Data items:
● ● ● ● ●
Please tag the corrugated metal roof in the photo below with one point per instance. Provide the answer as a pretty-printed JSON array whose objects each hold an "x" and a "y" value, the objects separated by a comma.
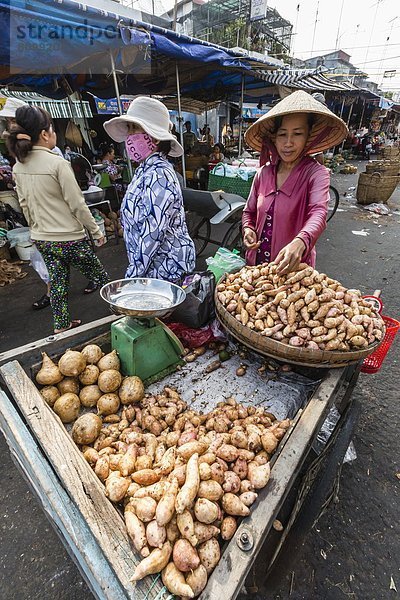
[
  {"x": 58, "y": 109},
  {"x": 305, "y": 80}
]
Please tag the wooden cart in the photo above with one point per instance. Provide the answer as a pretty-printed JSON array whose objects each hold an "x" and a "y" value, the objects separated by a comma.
[{"x": 93, "y": 530}]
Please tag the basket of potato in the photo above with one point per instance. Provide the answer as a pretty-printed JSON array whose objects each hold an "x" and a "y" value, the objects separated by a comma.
[
  {"x": 182, "y": 478},
  {"x": 304, "y": 317}
]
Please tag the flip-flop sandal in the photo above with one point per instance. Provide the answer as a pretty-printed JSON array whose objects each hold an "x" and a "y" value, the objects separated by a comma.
[
  {"x": 90, "y": 288},
  {"x": 74, "y": 323},
  {"x": 43, "y": 302}
]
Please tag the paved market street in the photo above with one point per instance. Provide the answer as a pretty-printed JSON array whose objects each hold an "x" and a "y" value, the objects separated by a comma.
[{"x": 353, "y": 551}]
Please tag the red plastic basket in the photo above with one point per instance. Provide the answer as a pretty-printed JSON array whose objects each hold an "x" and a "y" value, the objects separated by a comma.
[{"x": 374, "y": 361}]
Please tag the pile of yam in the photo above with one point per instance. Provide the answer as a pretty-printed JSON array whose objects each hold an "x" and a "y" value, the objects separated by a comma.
[
  {"x": 184, "y": 479},
  {"x": 112, "y": 222},
  {"x": 304, "y": 308}
]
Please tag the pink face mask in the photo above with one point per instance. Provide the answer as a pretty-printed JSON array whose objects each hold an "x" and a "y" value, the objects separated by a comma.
[{"x": 139, "y": 146}]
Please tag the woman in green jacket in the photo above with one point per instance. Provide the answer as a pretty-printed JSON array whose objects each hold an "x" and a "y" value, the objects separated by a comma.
[{"x": 54, "y": 208}]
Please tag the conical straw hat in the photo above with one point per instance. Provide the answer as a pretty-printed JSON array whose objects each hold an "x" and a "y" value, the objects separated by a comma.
[{"x": 327, "y": 131}]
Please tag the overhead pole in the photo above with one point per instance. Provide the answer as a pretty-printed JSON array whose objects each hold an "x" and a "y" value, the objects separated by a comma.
[
  {"x": 180, "y": 119},
  {"x": 119, "y": 103},
  {"x": 315, "y": 26},
  {"x": 340, "y": 22},
  {"x": 241, "y": 116}
]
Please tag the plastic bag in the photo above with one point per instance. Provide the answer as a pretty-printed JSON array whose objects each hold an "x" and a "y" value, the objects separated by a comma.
[
  {"x": 38, "y": 264},
  {"x": 225, "y": 261},
  {"x": 379, "y": 209},
  {"x": 193, "y": 338},
  {"x": 198, "y": 307},
  {"x": 20, "y": 235},
  {"x": 325, "y": 433}
]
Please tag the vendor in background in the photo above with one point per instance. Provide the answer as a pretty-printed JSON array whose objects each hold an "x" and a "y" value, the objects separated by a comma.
[
  {"x": 227, "y": 135},
  {"x": 287, "y": 207},
  {"x": 189, "y": 138},
  {"x": 216, "y": 155},
  {"x": 176, "y": 133},
  {"x": 67, "y": 152},
  {"x": 107, "y": 158},
  {"x": 152, "y": 213},
  {"x": 54, "y": 208},
  {"x": 207, "y": 137}
]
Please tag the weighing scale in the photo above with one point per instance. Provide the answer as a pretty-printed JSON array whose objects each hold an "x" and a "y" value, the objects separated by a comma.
[{"x": 145, "y": 345}]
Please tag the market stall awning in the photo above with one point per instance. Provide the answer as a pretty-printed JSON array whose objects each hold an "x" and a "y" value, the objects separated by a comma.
[
  {"x": 58, "y": 109},
  {"x": 74, "y": 41},
  {"x": 109, "y": 106}
]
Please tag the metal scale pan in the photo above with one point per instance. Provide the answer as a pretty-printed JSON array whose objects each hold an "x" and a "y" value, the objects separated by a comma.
[{"x": 142, "y": 297}]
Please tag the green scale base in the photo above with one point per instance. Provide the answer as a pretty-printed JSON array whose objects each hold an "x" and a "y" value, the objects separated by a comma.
[{"x": 146, "y": 348}]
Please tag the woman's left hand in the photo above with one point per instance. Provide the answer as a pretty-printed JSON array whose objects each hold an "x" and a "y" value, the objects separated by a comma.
[{"x": 290, "y": 256}]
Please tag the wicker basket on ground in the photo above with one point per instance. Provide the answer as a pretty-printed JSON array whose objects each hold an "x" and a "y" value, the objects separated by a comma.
[
  {"x": 390, "y": 152},
  {"x": 284, "y": 352},
  {"x": 385, "y": 167},
  {"x": 375, "y": 187}
]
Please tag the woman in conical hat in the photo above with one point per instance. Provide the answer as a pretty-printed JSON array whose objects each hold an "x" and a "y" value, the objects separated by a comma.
[{"x": 287, "y": 206}]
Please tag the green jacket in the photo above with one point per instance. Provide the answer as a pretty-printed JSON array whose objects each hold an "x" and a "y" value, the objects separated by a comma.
[{"x": 51, "y": 199}]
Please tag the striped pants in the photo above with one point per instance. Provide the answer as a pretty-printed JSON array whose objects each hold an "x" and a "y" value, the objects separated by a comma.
[{"x": 59, "y": 257}]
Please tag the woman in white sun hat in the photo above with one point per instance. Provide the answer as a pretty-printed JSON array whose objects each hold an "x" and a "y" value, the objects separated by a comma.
[
  {"x": 287, "y": 206},
  {"x": 152, "y": 214}
]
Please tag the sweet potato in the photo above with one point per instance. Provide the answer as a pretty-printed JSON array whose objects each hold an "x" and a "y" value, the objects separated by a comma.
[
  {"x": 228, "y": 527},
  {"x": 188, "y": 492},
  {"x": 197, "y": 579},
  {"x": 233, "y": 506},
  {"x": 154, "y": 563},
  {"x": 174, "y": 581},
  {"x": 259, "y": 475},
  {"x": 185, "y": 557},
  {"x": 205, "y": 511},
  {"x": 145, "y": 476},
  {"x": 211, "y": 490},
  {"x": 145, "y": 508},
  {"x": 136, "y": 531},
  {"x": 209, "y": 554},
  {"x": 185, "y": 525},
  {"x": 166, "y": 506},
  {"x": 155, "y": 534}
]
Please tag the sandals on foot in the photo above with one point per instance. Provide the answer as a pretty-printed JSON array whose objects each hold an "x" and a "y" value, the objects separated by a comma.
[
  {"x": 43, "y": 302},
  {"x": 73, "y": 324},
  {"x": 90, "y": 288}
]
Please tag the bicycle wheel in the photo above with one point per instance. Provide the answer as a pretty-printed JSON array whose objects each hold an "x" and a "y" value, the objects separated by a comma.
[
  {"x": 333, "y": 202},
  {"x": 199, "y": 230},
  {"x": 233, "y": 238}
]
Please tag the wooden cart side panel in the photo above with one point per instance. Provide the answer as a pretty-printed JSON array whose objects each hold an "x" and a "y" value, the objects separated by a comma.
[
  {"x": 230, "y": 573},
  {"x": 29, "y": 354},
  {"x": 70, "y": 525},
  {"x": 85, "y": 489}
]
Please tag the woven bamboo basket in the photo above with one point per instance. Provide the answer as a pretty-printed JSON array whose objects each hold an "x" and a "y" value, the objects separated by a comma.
[
  {"x": 391, "y": 152},
  {"x": 386, "y": 167},
  {"x": 375, "y": 187},
  {"x": 284, "y": 352}
]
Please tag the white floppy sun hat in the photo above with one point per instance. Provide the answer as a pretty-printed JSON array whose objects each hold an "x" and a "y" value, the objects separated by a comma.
[
  {"x": 150, "y": 114},
  {"x": 328, "y": 129},
  {"x": 9, "y": 106}
]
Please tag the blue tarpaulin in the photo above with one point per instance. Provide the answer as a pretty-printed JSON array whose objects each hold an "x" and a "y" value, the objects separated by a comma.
[{"x": 46, "y": 39}]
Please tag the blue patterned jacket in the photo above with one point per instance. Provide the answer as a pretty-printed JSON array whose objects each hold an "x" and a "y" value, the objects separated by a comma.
[{"x": 153, "y": 220}]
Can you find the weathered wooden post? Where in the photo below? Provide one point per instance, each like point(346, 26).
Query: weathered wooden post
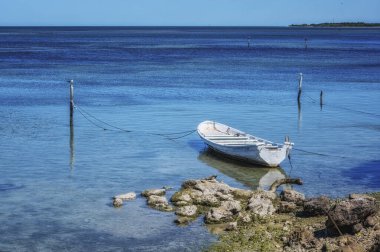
● ● ● ● ●
• PROBLEM TO WORK ON: Pull out every line of the records that includes the string "post".

• RESPONSE TO THIS TASK:
Can you find the weathered wooden post? Where in the photo below? Provide one point per instance, each like point(346, 26).
Query: weathered wooden post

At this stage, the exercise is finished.